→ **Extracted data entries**
######
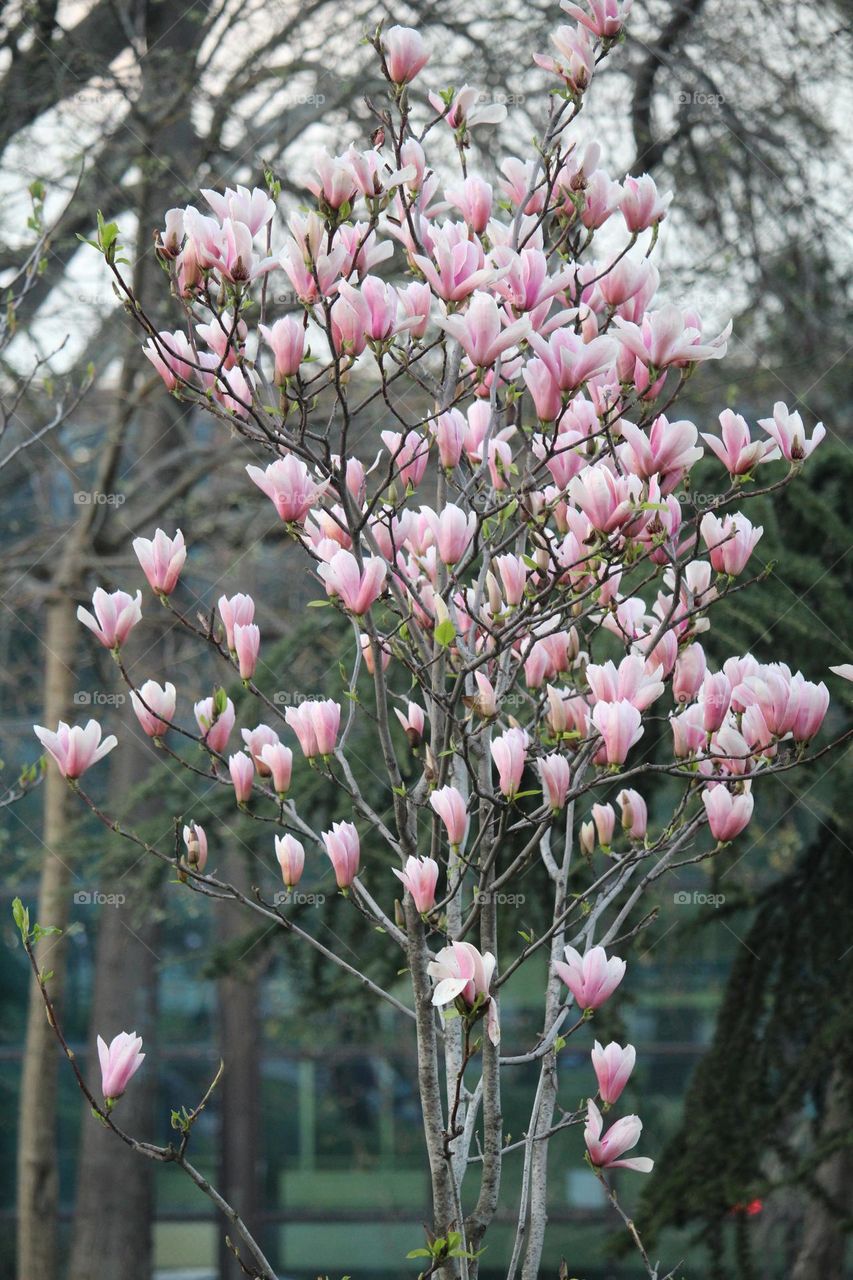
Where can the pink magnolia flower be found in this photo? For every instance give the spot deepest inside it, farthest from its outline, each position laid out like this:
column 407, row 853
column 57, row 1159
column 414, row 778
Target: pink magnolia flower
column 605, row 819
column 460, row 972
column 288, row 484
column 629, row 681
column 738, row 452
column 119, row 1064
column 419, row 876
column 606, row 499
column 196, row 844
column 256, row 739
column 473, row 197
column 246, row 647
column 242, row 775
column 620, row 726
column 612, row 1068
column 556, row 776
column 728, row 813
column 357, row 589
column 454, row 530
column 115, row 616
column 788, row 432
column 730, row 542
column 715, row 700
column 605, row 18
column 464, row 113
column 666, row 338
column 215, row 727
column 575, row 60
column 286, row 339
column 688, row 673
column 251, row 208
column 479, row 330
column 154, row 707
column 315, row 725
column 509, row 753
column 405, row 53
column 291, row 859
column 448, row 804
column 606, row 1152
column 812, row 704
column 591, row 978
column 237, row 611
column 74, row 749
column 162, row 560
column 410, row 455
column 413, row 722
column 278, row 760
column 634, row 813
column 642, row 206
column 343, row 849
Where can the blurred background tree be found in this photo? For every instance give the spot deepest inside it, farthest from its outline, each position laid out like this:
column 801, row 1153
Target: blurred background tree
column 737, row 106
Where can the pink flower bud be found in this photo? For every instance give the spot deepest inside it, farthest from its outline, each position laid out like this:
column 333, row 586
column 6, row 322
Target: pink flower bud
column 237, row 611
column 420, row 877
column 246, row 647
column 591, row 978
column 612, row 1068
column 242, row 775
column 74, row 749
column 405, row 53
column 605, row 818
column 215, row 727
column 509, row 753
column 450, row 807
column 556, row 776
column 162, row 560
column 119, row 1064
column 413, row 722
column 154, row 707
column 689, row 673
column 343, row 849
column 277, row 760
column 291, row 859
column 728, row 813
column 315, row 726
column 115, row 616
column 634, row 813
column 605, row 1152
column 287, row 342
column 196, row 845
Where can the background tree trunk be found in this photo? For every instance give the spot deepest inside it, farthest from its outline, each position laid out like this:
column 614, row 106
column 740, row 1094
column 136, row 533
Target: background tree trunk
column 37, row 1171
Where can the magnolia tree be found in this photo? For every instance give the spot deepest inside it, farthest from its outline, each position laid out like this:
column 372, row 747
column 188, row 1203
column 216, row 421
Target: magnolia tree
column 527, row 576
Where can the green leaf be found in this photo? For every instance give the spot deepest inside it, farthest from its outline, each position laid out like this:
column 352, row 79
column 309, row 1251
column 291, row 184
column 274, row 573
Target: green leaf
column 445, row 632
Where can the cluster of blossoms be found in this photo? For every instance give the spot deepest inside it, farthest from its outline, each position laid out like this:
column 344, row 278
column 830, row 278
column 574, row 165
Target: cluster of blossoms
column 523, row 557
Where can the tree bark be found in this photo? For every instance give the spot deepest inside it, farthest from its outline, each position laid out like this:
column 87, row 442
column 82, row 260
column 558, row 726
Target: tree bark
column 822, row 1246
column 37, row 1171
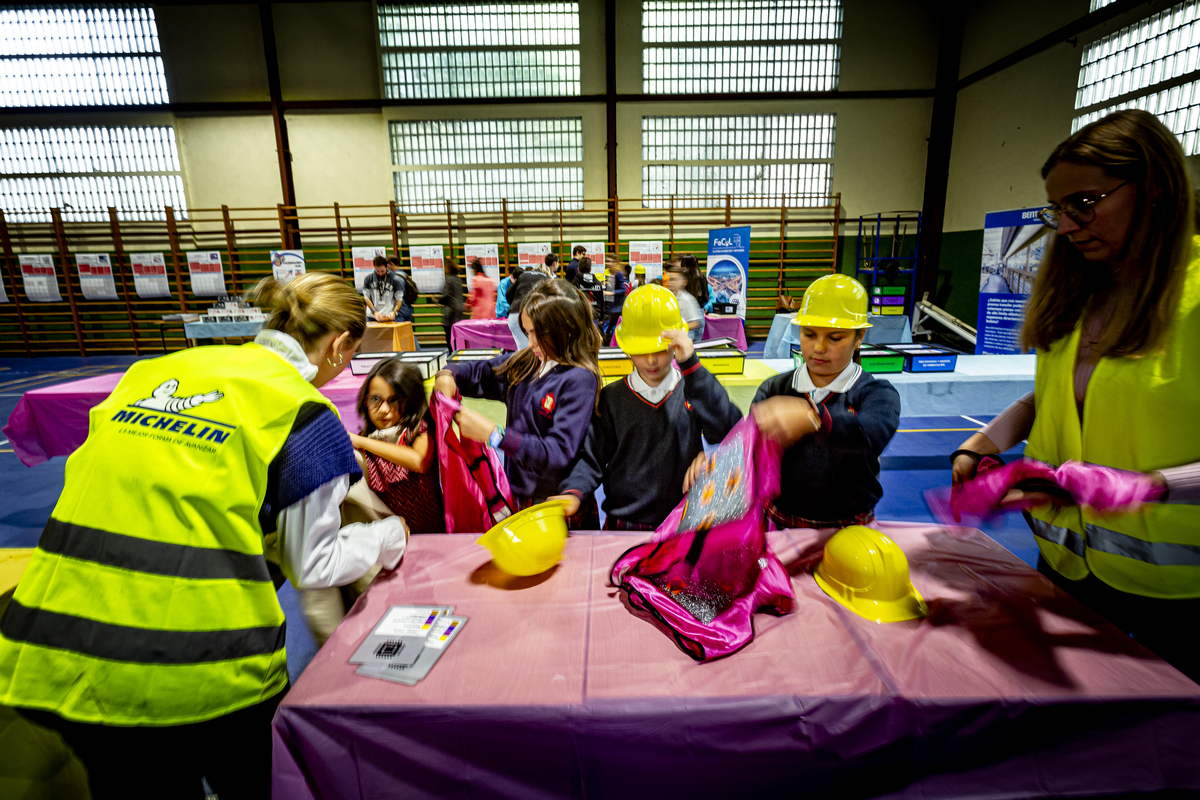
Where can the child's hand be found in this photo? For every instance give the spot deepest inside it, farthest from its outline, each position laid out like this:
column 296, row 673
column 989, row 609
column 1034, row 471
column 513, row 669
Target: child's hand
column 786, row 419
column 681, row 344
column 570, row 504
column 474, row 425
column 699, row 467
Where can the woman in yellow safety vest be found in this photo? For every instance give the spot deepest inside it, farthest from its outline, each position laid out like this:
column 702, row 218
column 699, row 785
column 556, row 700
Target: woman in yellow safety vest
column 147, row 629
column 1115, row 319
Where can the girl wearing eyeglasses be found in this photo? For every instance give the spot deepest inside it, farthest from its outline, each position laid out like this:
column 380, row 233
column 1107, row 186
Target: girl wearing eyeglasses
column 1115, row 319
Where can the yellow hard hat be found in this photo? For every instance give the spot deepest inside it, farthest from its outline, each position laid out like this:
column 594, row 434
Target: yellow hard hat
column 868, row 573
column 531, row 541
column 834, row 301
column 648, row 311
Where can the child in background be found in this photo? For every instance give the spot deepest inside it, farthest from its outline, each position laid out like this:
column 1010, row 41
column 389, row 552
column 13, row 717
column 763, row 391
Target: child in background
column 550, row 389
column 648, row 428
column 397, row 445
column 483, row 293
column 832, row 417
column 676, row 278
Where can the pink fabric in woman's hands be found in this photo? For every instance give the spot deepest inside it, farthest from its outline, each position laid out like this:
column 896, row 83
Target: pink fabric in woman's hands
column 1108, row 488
######
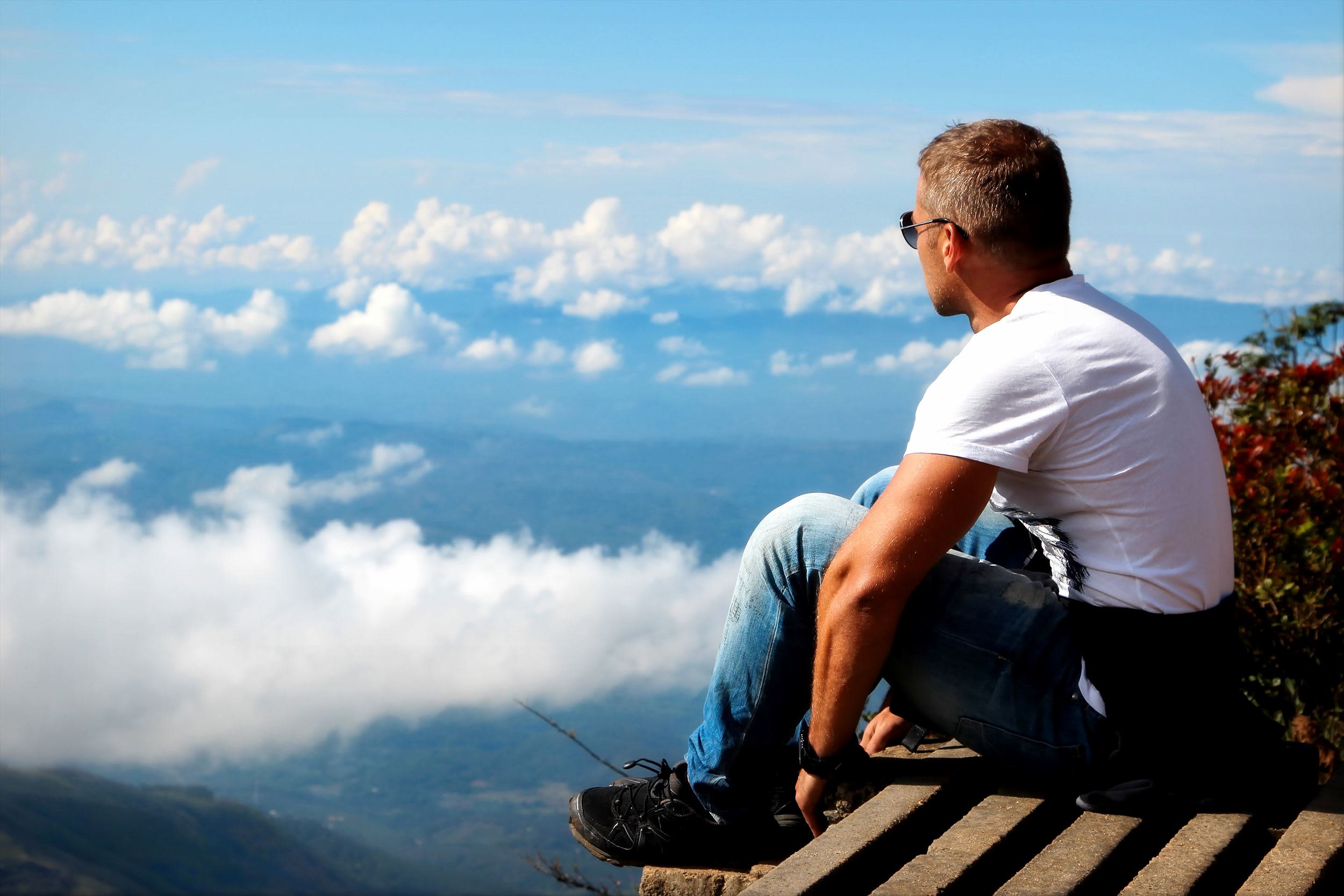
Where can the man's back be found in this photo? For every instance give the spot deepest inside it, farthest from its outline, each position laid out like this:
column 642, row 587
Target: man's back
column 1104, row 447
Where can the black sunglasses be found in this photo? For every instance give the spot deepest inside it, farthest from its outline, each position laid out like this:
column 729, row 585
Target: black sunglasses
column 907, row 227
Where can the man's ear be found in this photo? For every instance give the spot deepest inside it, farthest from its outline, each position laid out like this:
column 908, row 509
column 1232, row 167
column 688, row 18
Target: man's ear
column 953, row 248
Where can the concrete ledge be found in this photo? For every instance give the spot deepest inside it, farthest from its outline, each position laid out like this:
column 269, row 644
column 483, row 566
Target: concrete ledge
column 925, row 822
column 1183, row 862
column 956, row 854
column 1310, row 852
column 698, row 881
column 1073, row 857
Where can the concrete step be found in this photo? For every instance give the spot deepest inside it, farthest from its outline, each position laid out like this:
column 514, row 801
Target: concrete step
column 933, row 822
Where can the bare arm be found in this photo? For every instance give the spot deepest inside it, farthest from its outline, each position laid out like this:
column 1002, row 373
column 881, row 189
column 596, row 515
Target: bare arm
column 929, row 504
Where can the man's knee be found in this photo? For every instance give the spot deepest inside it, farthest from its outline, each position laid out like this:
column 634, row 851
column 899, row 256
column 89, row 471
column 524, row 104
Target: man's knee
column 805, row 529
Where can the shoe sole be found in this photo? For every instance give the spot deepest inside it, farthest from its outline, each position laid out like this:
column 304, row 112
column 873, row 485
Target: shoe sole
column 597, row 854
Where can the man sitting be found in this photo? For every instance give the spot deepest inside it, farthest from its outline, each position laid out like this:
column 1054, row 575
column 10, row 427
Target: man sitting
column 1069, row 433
######
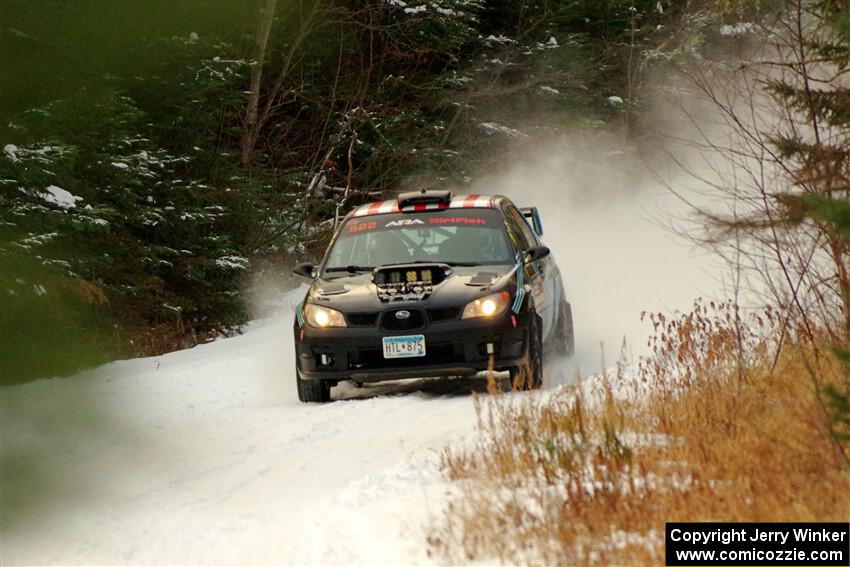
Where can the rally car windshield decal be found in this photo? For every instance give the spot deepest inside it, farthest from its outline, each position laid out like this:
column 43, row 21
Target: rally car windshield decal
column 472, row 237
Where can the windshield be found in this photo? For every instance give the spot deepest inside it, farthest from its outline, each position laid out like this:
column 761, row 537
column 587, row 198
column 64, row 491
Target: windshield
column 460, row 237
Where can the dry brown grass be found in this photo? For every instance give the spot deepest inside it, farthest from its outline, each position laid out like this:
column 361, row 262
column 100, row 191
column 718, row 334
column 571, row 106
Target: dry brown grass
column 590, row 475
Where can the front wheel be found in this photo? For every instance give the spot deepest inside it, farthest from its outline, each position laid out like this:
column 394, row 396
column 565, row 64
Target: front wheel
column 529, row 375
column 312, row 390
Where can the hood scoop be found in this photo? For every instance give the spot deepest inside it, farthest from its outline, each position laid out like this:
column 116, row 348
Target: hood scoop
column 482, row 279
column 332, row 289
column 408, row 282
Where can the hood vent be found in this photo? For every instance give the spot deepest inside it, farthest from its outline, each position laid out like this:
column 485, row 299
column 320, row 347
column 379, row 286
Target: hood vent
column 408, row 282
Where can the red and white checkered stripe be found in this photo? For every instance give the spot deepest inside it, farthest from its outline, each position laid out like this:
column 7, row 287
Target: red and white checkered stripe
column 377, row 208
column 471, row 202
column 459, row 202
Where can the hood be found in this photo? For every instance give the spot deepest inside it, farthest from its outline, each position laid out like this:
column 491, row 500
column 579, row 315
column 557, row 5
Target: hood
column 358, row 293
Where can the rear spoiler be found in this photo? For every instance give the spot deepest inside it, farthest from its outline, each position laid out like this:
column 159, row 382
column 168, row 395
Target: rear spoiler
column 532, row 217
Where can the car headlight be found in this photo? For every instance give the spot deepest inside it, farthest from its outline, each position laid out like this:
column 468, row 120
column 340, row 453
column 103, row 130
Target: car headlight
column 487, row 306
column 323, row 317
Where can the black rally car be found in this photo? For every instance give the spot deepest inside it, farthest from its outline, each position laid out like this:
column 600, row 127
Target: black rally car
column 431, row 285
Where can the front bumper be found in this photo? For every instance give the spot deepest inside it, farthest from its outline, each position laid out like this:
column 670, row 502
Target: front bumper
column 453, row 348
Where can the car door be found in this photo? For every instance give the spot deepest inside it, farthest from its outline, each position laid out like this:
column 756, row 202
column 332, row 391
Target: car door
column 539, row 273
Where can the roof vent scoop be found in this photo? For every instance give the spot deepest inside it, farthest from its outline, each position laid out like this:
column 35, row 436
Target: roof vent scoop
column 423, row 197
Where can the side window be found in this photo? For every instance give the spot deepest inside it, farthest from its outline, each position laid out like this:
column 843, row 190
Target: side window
######
Word for word, retype the lines in the entries above that run from the one with "column 344, row 278" through the one with "column 1034, row 471". Both ends count; pictures do not.

→ **REPLY**
column 344, row 278
column 830, row 278
column 574, row 165
Target: cluster of blossoms
column 523, row 557
Where can the tree bark be found in this photo? For every instance give the spot deepest inside it, farthest from its outline, each position laid out like this:
column 87, row 442
column 82, row 260
column 558, row 726
Target: tree bark
column 822, row 1246
column 37, row 1171
Where can the child's hand be found in this photo? For every instance give the spot deepest inside it, farthest from its outline, each position laid out like this:
column 296, row 673
column 989, row 609
column 1034, row 471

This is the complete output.